BLOCO DE TEXTO:
+++++
Desta feita, ao pensar em políticas educacionais, a partir da concepção de que estas perpassam pela complexidade de interrelações contextuais de ordem social, econômica, ideológica, cultural e institucional de sujeitos que pensam a educação e outros que fazem a educação, observamos que o currículo é peça-chave de fomento e legitimação de mudanças, cujos discursos e elementos ideológicos atuam na forma de pensar da sociedade, fazendo com que as práticas educativas instituídas antes de qualquer reforma, passem a ser consideradas como obsoletas a partir da assimilação das novas proposições. Não obstante, concordamos com Ball (1994) quando este autor argumenta que as políticas devem ser compreendidas como um processo em constante (re)construção, considerando-se a diversidade das possibilidades de leituras de uma mesma política e o seu constante processo de reinterpretação (CIPRIANI; MOREIRA; CORRÊA, 2020) nas práticas escolares, caracterizadas que podem ser pelos sujeitos por meio de insubmissões e subversões aos discursos neoconservadores dos textos oficiais.
+++++
PEDIDO ESCRITO 1:
Passe para uma lista JSON de strings, uma por linha e sem as linhas em branco, a parte da listagem que vai do começo até a linha com "POLYGON ((315 301, 322", incluindo as duas pontas. Deixe as imagens de fora da resposta.
A listagem não tem nenhuma relação com o texto.

DADOS DE TRABALHO:
+++++
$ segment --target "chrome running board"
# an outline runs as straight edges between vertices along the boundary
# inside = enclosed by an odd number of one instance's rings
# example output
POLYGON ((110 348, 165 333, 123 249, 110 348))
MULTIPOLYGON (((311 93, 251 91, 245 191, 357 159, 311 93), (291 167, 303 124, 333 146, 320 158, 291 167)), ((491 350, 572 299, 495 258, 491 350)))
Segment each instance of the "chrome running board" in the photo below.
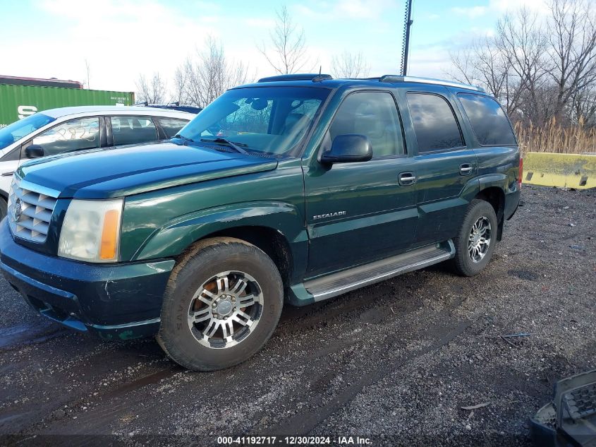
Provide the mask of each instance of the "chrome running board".
POLYGON ((315 301, 322 301, 402 273, 446 261, 454 256, 455 246, 449 239, 442 244, 429 245, 387 259, 310 280, 304 283, 304 287, 312 295, 315 301))

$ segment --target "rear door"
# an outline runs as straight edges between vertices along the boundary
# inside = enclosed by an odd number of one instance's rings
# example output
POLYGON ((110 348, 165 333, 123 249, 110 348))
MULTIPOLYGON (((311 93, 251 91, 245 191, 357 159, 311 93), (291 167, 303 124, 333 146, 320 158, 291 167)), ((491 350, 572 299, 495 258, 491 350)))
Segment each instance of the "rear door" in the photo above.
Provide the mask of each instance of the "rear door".
POLYGON ((463 137, 461 116, 439 85, 404 87, 417 150, 415 177, 420 217, 413 246, 455 237, 468 203, 460 196, 478 172, 476 155, 463 137))
POLYGON ((367 162, 305 167, 306 223, 310 239, 308 276, 341 270, 407 250, 418 220, 416 185, 403 129, 389 92, 346 96, 327 129, 319 153, 338 135, 366 136, 367 162))

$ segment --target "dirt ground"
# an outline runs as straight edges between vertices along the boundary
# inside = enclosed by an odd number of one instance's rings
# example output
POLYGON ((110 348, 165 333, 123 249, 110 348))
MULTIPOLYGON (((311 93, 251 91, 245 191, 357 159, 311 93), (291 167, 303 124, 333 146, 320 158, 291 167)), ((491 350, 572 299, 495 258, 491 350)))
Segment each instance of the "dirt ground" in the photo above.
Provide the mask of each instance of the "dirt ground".
POLYGON ((0 443, 530 446, 554 382, 596 367, 596 191, 522 201, 480 275, 437 266, 288 307, 264 349, 214 373, 63 328, 1 280, 0 443), (499 337, 516 333, 531 335, 499 337))

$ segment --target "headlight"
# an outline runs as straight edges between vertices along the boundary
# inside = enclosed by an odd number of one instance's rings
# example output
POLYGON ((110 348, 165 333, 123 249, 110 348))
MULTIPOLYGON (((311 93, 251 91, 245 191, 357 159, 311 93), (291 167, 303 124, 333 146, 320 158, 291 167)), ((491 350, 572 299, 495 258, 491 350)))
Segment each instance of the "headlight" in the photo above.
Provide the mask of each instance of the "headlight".
POLYGON ((116 262, 123 201, 73 199, 58 243, 58 256, 88 262, 116 262))

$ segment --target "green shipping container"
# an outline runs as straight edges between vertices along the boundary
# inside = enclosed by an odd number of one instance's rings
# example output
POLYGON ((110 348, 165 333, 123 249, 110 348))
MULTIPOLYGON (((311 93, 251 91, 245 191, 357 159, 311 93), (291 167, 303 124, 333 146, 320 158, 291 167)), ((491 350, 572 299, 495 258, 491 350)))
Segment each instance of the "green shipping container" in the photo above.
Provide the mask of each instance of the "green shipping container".
POLYGON ((0 84, 0 128, 48 109, 134 102, 135 94, 128 92, 0 84))

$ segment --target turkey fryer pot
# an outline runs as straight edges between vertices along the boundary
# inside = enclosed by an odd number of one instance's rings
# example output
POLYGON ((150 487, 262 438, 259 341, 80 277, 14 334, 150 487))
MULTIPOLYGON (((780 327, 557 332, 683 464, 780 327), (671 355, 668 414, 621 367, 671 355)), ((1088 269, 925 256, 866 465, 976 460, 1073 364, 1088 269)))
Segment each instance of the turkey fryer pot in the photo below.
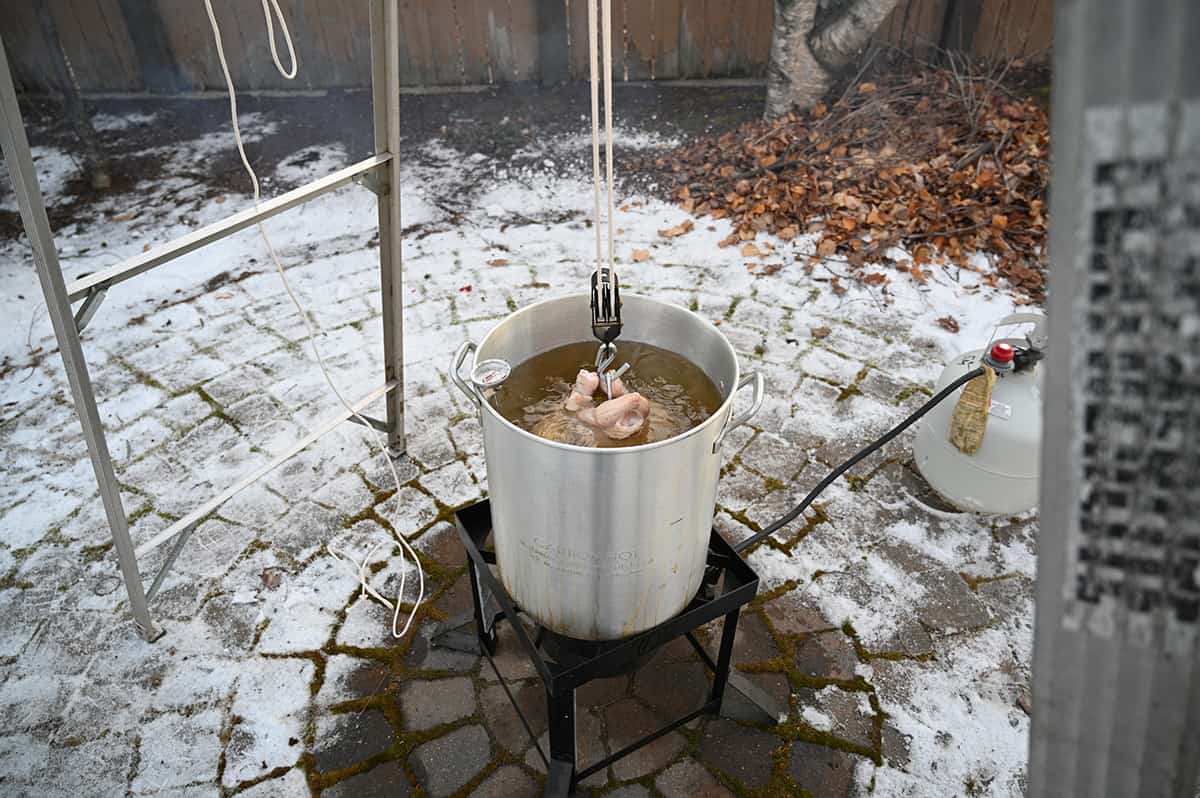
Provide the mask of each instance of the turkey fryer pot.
+++++
PEDIDO ESCRITO 2:
Responda com base no texto sobre políticas educacionais:
(a) Que elemento o texto chama de peça-chave de fomento e legitimação de mudanças?
(b) Com qual autor o texto diz concordar?
(c) Segundo esse autor, como as políticas devem ser compreendidas?

SOLUÇÃO DO EXERCÍCIO 1:
[
  "$ segment --target \"chrome running board\"",
  "# an outline runs as straight edges between vertices along the boundary",
  "# inside = enclosed by an odd number of one instance's rings",
  "# example output",
  "POLYGON ((110 348, 165 333, 123 249, 110 348))",
  "MULTIPOLYGON (((311 93, 251 91, 245 191, 357 159, 311 93), (291 167, 303 124, 333 146, 320 158, 291 167)), ((491 350, 572 299, 495 258, 491 350)))",
  "Segment each instance of the \"chrome running board\" in the photo below.",
  "Provide the mask of each instance of the \"chrome running board\".",
  "POLYGON ((315 301, 322 301, 402 273, 446 261, 454 256, 455 246, 449 239, 442 244, 429 245, 387 259, 310 280, 304 283, 304 287, 312 295, 315 301))"
]

SOLUÇÃO DO EXERCÍCIO 2:
(a) O currículo.
(b) Com Ball (1994).
(c) Como um processo em constante (re)construção.